Traditional markets are grappling with an upcoming earnings season and, it seems, somewhat tamer expectations.
Rising energy costs also weigh on production, which increases prices and impacts consumers’ savings and spending, which isn’t good. With all that in mind, investors sold equities yesterday, with the S&P retracing almost a full percent.
In the crypto space, BTC is moving up regardless. It’s just beautiful to see how we’ve shaken off the bearish comments on China’s ban or the El Salvador BTC implementation. Yesterday, prices rose a healthy 4.5%, currently hovering a bit above 57,000. We’re now just 10-12% away from the all-time high, and you can see Twitter fretting with new bullish year-end projections.
The more noticeable story for me, though, is the BTC dominance. It’s a habitual pattern in the crypto space: BTC leads the way and alts catch up later on, but, with so much going on in DeFi and NFTs, one could have thought, “this time is different.” And for now… it’s not. The BTC dominance is almost back to 46. That means alts are currently losing market shares.
While BTC rises, LINK, DOT, VET, XTZ are all down about 2%. Older proof of work coins seem to be doing ok with LTC, BCH, and ETH scrambling to gain 1% to 2%.
I suspect this won’t last forever, though. We’ve seen what happens when alts catch up and then outperform. I hold many of the more exotic alts because of the upside volatility and its explosiveness during rallies, which I can then cycle back into BTC, which remains my core allocation.

→ EXTRACTED MATERIAL

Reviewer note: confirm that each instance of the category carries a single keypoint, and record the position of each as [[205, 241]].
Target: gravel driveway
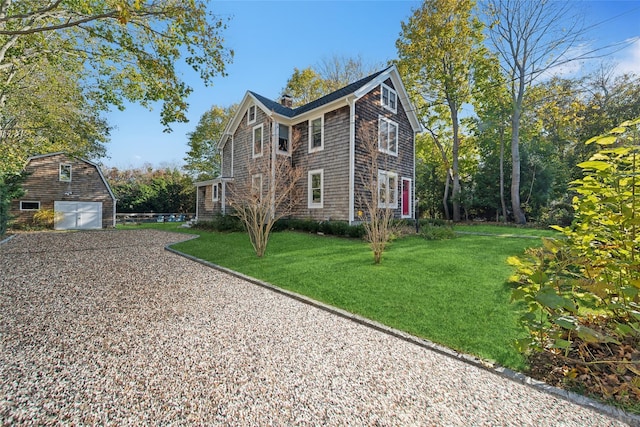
[[109, 328]]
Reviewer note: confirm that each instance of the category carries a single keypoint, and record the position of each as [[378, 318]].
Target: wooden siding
[[368, 110], [241, 151], [333, 160], [206, 208], [43, 185]]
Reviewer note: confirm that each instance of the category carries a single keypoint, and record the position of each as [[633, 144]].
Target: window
[[29, 206], [316, 188], [387, 190], [251, 114], [388, 98], [215, 193], [256, 187], [65, 173], [283, 139], [316, 134], [387, 136], [257, 141]]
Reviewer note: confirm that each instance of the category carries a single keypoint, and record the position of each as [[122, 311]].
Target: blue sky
[[271, 38]]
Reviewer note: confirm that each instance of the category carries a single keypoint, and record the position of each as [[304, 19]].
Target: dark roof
[[340, 93]]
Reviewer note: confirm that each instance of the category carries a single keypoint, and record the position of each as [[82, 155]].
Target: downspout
[[223, 208], [274, 159], [115, 201], [352, 157], [414, 189], [197, 200]]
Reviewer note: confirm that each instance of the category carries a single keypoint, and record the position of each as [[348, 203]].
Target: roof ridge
[[325, 99]]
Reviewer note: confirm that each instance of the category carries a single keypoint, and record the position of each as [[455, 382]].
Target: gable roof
[[95, 165], [355, 90]]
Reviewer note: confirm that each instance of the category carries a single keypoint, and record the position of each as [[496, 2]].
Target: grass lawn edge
[[507, 373]]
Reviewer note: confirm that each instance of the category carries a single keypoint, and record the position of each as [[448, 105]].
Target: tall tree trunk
[[503, 203], [455, 175], [445, 197], [515, 152]]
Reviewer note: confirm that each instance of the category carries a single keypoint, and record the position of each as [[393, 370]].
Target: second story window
[[65, 173], [316, 188], [215, 193], [389, 98], [316, 134], [256, 187], [387, 136], [257, 141]]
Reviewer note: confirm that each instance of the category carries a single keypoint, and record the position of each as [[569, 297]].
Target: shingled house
[[331, 151], [75, 189]]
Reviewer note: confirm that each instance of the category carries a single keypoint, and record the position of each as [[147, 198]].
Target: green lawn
[[452, 292]]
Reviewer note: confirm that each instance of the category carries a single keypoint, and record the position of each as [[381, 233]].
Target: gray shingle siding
[[334, 159]]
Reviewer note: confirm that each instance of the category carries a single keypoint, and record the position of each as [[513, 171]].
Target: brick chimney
[[286, 101]]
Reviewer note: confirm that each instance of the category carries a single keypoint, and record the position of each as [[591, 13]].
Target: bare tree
[[269, 191], [531, 37], [378, 192]]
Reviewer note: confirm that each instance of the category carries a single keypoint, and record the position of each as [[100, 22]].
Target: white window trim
[[253, 141], [255, 114], [313, 149], [253, 178], [383, 177], [310, 203], [60, 172], [215, 192], [391, 91], [29, 201], [385, 148], [288, 152]]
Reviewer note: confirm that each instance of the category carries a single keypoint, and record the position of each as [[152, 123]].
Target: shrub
[[220, 222], [582, 293], [44, 218]]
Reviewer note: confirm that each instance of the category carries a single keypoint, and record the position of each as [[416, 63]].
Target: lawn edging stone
[[611, 411]]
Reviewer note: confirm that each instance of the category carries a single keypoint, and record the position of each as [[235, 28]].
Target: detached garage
[[75, 189], [77, 215]]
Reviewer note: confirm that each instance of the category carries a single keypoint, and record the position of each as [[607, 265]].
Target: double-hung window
[[251, 114], [387, 189], [256, 187], [65, 172], [283, 139], [316, 188], [316, 134], [215, 193], [387, 136], [257, 141], [388, 98]]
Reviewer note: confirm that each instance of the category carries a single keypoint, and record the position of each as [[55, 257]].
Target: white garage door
[[77, 215]]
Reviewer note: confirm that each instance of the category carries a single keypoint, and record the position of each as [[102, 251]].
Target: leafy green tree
[[304, 86], [165, 190], [437, 51], [582, 292], [203, 157], [131, 47], [491, 130], [311, 83], [530, 37], [96, 53]]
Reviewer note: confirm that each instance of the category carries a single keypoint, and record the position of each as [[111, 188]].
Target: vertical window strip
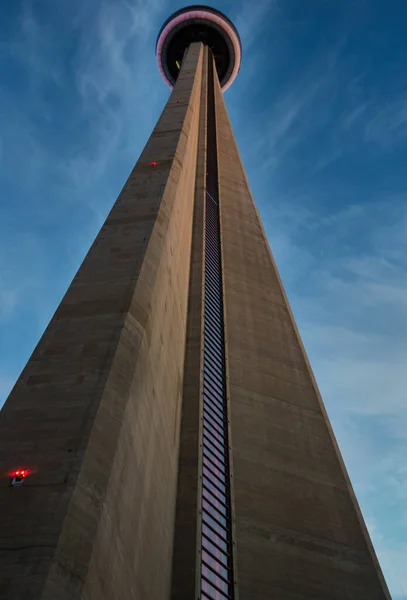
[[217, 569]]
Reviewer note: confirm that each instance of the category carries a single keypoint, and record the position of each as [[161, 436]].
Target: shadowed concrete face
[[95, 413], [109, 413]]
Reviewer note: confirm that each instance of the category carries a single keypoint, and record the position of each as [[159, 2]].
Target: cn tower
[[167, 439]]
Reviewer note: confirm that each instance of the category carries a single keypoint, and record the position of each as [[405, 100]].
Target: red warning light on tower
[[18, 477]]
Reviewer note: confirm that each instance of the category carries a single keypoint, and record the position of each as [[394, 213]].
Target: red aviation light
[[18, 476]]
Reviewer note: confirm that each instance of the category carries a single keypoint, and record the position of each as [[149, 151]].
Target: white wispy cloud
[[388, 126]]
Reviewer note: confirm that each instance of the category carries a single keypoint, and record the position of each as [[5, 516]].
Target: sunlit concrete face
[[173, 439]]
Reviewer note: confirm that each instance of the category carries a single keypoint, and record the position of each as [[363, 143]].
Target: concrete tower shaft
[[172, 437]]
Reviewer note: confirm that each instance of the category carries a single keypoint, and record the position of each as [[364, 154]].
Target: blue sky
[[320, 114]]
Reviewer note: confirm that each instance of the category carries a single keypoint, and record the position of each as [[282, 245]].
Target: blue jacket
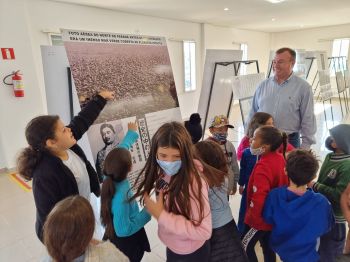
[[247, 164], [297, 223]]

→ ACTIVITY
Extend the market commentary on Bitcoin and altcoins, picking up after its final sentence. Nothing in the material is needed here.

→ ANSWER
Because of the ETF talks that are driving sentiment right now, and the fact that they’ll be BTC-focused, BTC will continue to lead. And you can see institutional money flow in steadily. A great chart from CoinShares shows an eighth week of inflow into its crypto-linked products, and the pace is increasing.
Just yesterday, the SEC approved an ETF that is not invested in BTC but still groups companies with exposure to Bitcoin. Not really what the main market is hoping for, but it shows openness from the regulators.
By the way, on an unrelated note (or maybe not), did you see the long-term holder’s supply reaching new highs? This could be seen as a negative, but it could also mean that the perspective has changed to very strong hands looking for more upside. Let’s see.
It looks like crypto isn’t correlated to traditional markets, at least not during this past session.